= TEXT SECTION =
So what’s next for this high-stakes poker game? A series of raises (in the poker sense!) from Europe and Japan, with the US calling and checking down every step of the way, until ultimately China goes all-in by floating the yuan or otherwise sharply devaluing their currency. Less metaphorically, that means I expect the ECB to lower its negative interest rates significantly this week, and the Bank of Japan will do … something … of similar or greater magnitude later in March. The US will be dragged from its current tightening bias to a neutral bias (maybe as early as the March meeting, but probably not), and then to an easing bias, and then to actual easing. But the US won’t be initiating any of these moves, they will be responding to the actions of the ECB and the BOJ.
That same dominant strategy exists for the US and China. For the US that means turning the monetary policy barge around from tightening to easing, and with every move Yellen makes, the dollar will go down, oil and commodities will go up, S&P 500 earnings will look better, and equity markets will rally. But it’s a short-term rally because this will only spark further currency-weakening actions by the ECB and the BOJ, starting another leg down in the protectionist spiral. Wash, rinse, repeat.
The big loser in this spiraling dynamic is China. To torture the poker analogy a bit more, they’re the short stack at this table — not from a purely economic perspective (that’s Japan), but from a political perspective (where Japan may actually be the strongest). It’s political strength that matters most in this game, and the Chinese political regime is existentially vulnerable to declining volumes of global trade. They have no choice but to go all-in here to spur exports and domestic industrial production, and at some point they will. There are several ways China can shove their chips into the pot, but my guess is that they go all-in by floating the yuan. That will be the risk-off moment of this or any other year, an atomic bomb of deflationary power, and I think it’s an easy putt from there to negative rates in the US.
Yes, that’s right. Negative rates in the US. It’s coming. It’s inevitable, really, not because the FOMC wants negative rates — they don’t — but because they must pursue negative rates out of national self-interest and sheer self-defense in a Competitive game where your adversaries (get used to that word) have rolled out the equivalent of mustard gas in the trench warfare that we’re going to endure.

= RECORDS PROVIDED =
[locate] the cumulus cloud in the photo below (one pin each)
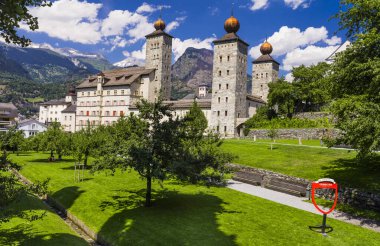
(77, 21)
(287, 39)
(294, 4)
(259, 4)
(310, 55)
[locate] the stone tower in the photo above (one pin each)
(159, 57)
(229, 80)
(264, 70)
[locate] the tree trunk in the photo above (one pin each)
(148, 191)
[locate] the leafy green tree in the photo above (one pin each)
(15, 12)
(282, 94)
(355, 77)
(55, 140)
(158, 147)
(311, 88)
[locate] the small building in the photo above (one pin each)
(31, 127)
(8, 116)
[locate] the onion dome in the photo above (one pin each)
(231, 25)
(159, 24)
(266, 48)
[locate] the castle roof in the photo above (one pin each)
(265, 58)
(124, 76)
(255, 99)
(72, 108)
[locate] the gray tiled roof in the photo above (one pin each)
(124, 76)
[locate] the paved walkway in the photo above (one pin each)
(297, 202)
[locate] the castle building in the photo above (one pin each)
(103, 98)
(229, 91)
(264, 70)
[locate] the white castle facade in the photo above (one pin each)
(102, 99)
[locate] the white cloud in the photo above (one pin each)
(333, 40)
(259, 4)
(310, 55)
(294, 4)
(289, 77)
(148, 8)
(77, 21)
(180, 46)
(287, 39)
(69, 20)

= EXERCISE DIRECTIONS =
Can you write what comes next in the text on negative interest rates and the currency war, picking up after its last sentence? You don't need the lines for anything here.

= EXERCISE RESULT =
And that brings me to my second photo that’s worth a thousand words, this from a recent meeting of Sweden’s central bank, prior to their February reduction of interest rates to -0.5%.
“We have become seasoned. Things which once made us say ‘oh my God’ don’t seem that dramatic anymore.”– Sweden Riksbank Deputy Gov. Per Jansson (on left)
[Photo: Associated Press]
I mean, this is what it’s come to, right? Where smirking Ph.Ds who have never spent a day of their adult lives outside of the governmental or academic womb, where earringed, pony-tailed apparatchiks who have never managed a dime, who have never counseled a retired couple trying to live on their savings, now unilaterally and without limitation make political decisions that determine the fate of that retired couple. Not just in Sweden, but everywhere in the world. Yeah, I shouldn’t mention the whole earring and pony-tail thing, but you know what? It’s an intentional statement of identity, an identity that I recognize from my decade as a political science professor, an identity that not only elevates elegant theory over practical experience, but more than that, dismisses practical experience as inherently inferior to the tenets of an academic faith. It’s the hubris, the overweening pride that oozes from this photo that makes me cringe. We’ve seen this movie before, and it always ends in tears. There’s a reason that Pride is one of the Seven Deadly Sins, and nowhere is pride more dangerous than when it comes to financial “innovation.” What the Gaussian copula was to securitized mortgages in 2008, negative rates are to monetary policy in 2016.
But here’s the thing, and this is true for any Competitive game, whether it’s poker or World War I or a Republican primary or strategic monetary policy — once one player enjoys some success with a new strategy or a new weapon, ALL players must adopt that strategy or weapon, regardless of whether or not a player thinks it’s distasteful or misguided. Even if you think you’re doing the wrong thing in the long run, if you don’t adopt the new strategy you’re going to lose in the short run, and that’s something no politician and no central banker can stomach. I’m reminded of the (in)famous line from Chuck Prince, former Citigroup CEO, in 2007: “When the music stops, in terms of liquidity, things will be complicated. But as long as the music is playing, you’ve got to get up and dance.” Just as all of the big banks were dancing to the music of Alt-A mortgages and trillions of dollars in mortgage-backed securitizations in 2007, so are all central bankers dancing to the music of negative rates and currency devaluation today. It was the rational move for Prince and Fuld and Thain and Mozilo then, and it’s the rational move for Yellen and Draghi and Kuroda and Zhou today. Once negative rates (or liar loans or Trump-esque campaign tactics) are introduced into the field of battle you can’t wish them away. You have to fight fire with fire until a big structure burns down, with the hope that at that point everyone can get together and rebuild. Or you can surrender. Welcome to the jungle.
The strong do what they will, and the weak suffer what they must.
– Thucydides, “History of the Peloponnesian War” (c. 400 BC)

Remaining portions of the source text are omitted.